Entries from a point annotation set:
____________

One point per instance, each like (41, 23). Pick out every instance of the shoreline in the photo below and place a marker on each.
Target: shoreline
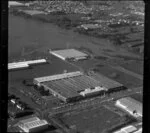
(65, 23)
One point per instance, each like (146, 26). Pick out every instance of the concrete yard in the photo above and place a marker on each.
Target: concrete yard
(93, 120)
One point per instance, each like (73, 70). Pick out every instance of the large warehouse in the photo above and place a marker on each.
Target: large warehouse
(25, 64)
(69, 54)
(71, 86)
(130, 105)
(33, 124)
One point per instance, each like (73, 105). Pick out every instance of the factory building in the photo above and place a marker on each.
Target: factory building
(131, 106)
(69, 54)
(33, 124)
(24, 64)
(72, 86)
(129, 129)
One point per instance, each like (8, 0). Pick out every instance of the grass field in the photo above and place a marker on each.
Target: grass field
(93, 120)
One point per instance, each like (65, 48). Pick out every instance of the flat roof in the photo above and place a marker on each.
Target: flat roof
(68, 53)
(107, 82)
(29, 120)
(71, 86)
(129, 129)
(58, 76)
(131, 104)
(119, 131)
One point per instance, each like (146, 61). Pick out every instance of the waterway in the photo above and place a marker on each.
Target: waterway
(27, 36)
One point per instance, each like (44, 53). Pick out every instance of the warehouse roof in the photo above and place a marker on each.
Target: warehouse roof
(29, 120)
(71, 86)
(68, 53)
(30, 123)
(131, 104)
(129, 129)
(107, 82)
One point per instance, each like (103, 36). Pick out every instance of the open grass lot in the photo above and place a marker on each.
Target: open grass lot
(92, 121)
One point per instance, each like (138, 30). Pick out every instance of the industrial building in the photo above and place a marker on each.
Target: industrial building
(129, 129)
(72, 86)
(24, 64)
(33, 124)
(130, 105)
(69, 54)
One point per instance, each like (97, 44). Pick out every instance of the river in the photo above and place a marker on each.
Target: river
(29, 35)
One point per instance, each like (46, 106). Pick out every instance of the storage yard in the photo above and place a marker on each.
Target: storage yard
(76, 65)
(131, 106)
(93, 119)
(25, 64)
(69, 54)
(74, 85)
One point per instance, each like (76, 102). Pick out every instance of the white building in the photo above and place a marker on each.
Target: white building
(130, 105)
(69, 54)
(33, 124)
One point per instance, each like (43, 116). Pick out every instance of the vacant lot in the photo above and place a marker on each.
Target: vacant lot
(92, 121)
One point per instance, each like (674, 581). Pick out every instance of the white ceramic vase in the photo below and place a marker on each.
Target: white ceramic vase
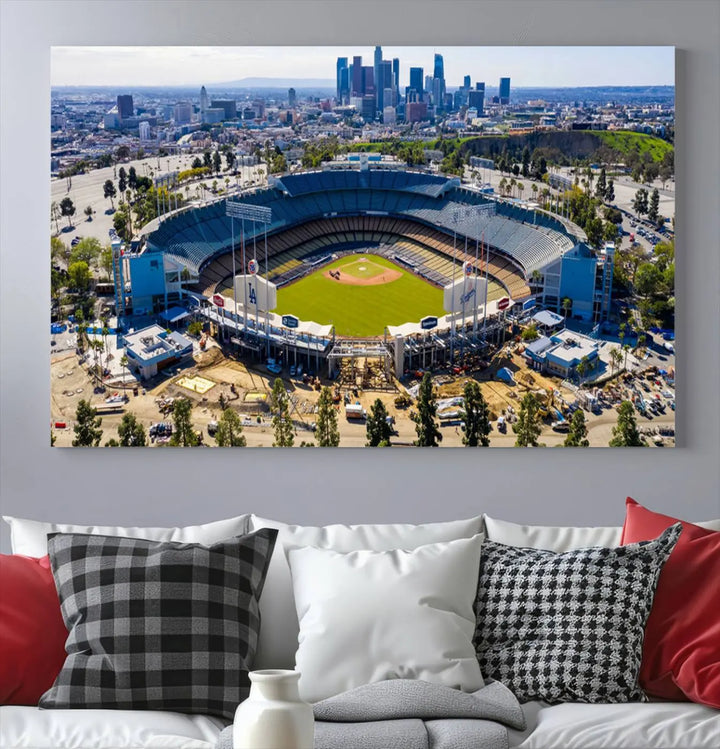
(274, 716)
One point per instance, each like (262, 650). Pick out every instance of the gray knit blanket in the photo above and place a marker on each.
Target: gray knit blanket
(409, 714)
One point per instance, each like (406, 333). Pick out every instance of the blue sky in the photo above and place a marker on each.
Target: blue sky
(526, 66)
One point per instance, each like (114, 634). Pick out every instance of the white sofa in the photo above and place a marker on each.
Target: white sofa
(651, 725)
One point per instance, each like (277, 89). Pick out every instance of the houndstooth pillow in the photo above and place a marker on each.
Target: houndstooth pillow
(567, 627)
(157, 626)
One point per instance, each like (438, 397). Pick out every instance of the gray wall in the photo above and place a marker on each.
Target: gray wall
(178, 487)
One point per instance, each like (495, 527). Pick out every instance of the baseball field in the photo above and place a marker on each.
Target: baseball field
(360, 295)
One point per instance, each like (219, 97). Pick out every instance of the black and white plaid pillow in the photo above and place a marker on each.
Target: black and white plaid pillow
(158, 625)
(567, 627)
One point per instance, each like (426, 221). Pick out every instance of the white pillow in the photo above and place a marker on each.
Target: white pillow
(367, 616)
(279, 628)
(552, 538)
(29, 537)
(559, 538)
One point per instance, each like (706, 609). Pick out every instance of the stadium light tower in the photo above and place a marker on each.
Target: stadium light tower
(256, 214)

____________

Your task: Change "place a marker" to "put a point" everywhere it occurs in the items above, and give them again with nothing else altered and the pictures left out.

Written solution:
One point per instance, each like (41, 23). Pick out every instance of the shoreline in the photo below and put a point on each.
Target: shoreline
(65, 23)
One point per instance, each like (146, 26). Pick out every instance of the concrete yard in the photo above and put a point on each.
Target: concrete yard
(93, 120)
One point per instance, each like (73, 70). Pick out every instance of the large warehouse in the photo above and put a point on each.
Target: large warehouse
(25, 64)
(69, 54)
(71, 86)
(130, 105)
(33, 124)
One point per instance, each like (73, 105). Pick out every instance of the factory building in the photo above and put a point on each.
Target: factory building
(131, 106)
(69, 54)
(33, 124)
(24, 64)
(72, 86)
(129, 129)
One point per instance, each like (8, 0). Pick out every instance of the grass field in the photo above and put a point on each.
Target: grass field
(93, 120)
One point per instance, each like (65, 48). Pick out every instance of the flat roof in the photo above and put a point on each.
Target: flat roof
(68, 53)
(107, 82)
(29, 120)
(71, 86)
(129, 129)
(58, 76)
(131, 104)
(119, 131)
One point per instance, each like (146, 61). Pick out every instance of the waterway in the photo above and put a point on each.
Target: waterway
(27, 36)
One point per instance, each like (44, 53). Pick out every instance of the warehouse roof in the photo above and put a point on each.
Target: warehouse roof
(29, 120)
(71, 86)
(68, 53)
(30, 123)
(131, 104)
(129, 129)
(107, 82)
One point per instance, each like (103, 36). Pick out every instance of the open grass lot in the photo above and put a point on each.
Target: open grass lot
(92, 121)
One point per instance, each like (138, 30). Pick out every instance of the industrial building in the photo above and put a point on each.
Target: industrial building
(129, 129)
(72, 86)
(24, 64)
(33, 124)
(130, 105)
(69, 54)
One point per instance, each like (97, 44). Pick out every instance of the river in the photo above and put a point on each.
Target: river
(29, 35)
One point per instance, each like (46, 106). Pick out every instance of the storage yard in the photo above and put a point on each.
Target: storage yard
(76, 65)
(131, 106)
(93, 119)
(25, 64)
(69, 54)
(74, 85)
One point per instance, each like (76, 102). Pick out every instance of the white building in the photo above and put a point on each.
Target: white building
(130, 105)
(69, 54)
(33, 124)
One point per instance, each like (43, 116). Pick out every instance of the vacant lot in the photo above and put a point on each.
Target: vacant lot
(92, 121)
One point per instance, each like (674, 581). Pick out every instance of the white ceramic vase in the photo below and put a point on each.
Target: white ceramic vase
(274, 716)
One point per instance, each like (262, 650). Pick out every instance of the gray knit blanket in the photo above and put a point on each.
Target: gray knit blanket
(409, 714)
One point per instance, each like (406, 333). Pick out every instance of the blue sky in the photo above and put a point on each.
Target: blue sky
(526, 66)
One point per instance, each like (114, 634). Pick out every instance of the white sofa in the photo above and put a point on each.
Target: white sofa
(651, 725)
One point per instance, each like (277, 89). Pick out every instance of the houndstooth pillow in the photo above and put a point on each.
Target: houndstooth pillow
(567, 627)
(157, 626)
One point per instance, each like (438, 397). Pick out every instance of the gray wall in the photo above and put a point on each.
Target: gray wall
(178, 487)
One point per instance, each like (495, 527). Pick out every instance of the baseball field in the photo above and put a point on each.
Target: baseball field
(360, 295)
One point per instance, each like (219, 97). Pick out every instance of the black and white plaid pillow in the photo above and put a point on each.
Target: black and white plaid pillow
(158, 625)
(567, 627)
One point per instance, each like (426, 221). Pick out every instance of the white pillow in the photo above and put a point on each.
Target: white pillow
(367, 616)
(279, 628)
(552, 538)
(29, 537)
(559, 538)
One point per instance, each like (706, 609). Pick out every instance of the stadium light tower in the photo above and put a point on each.
Target: stadium light tower
(256, 214)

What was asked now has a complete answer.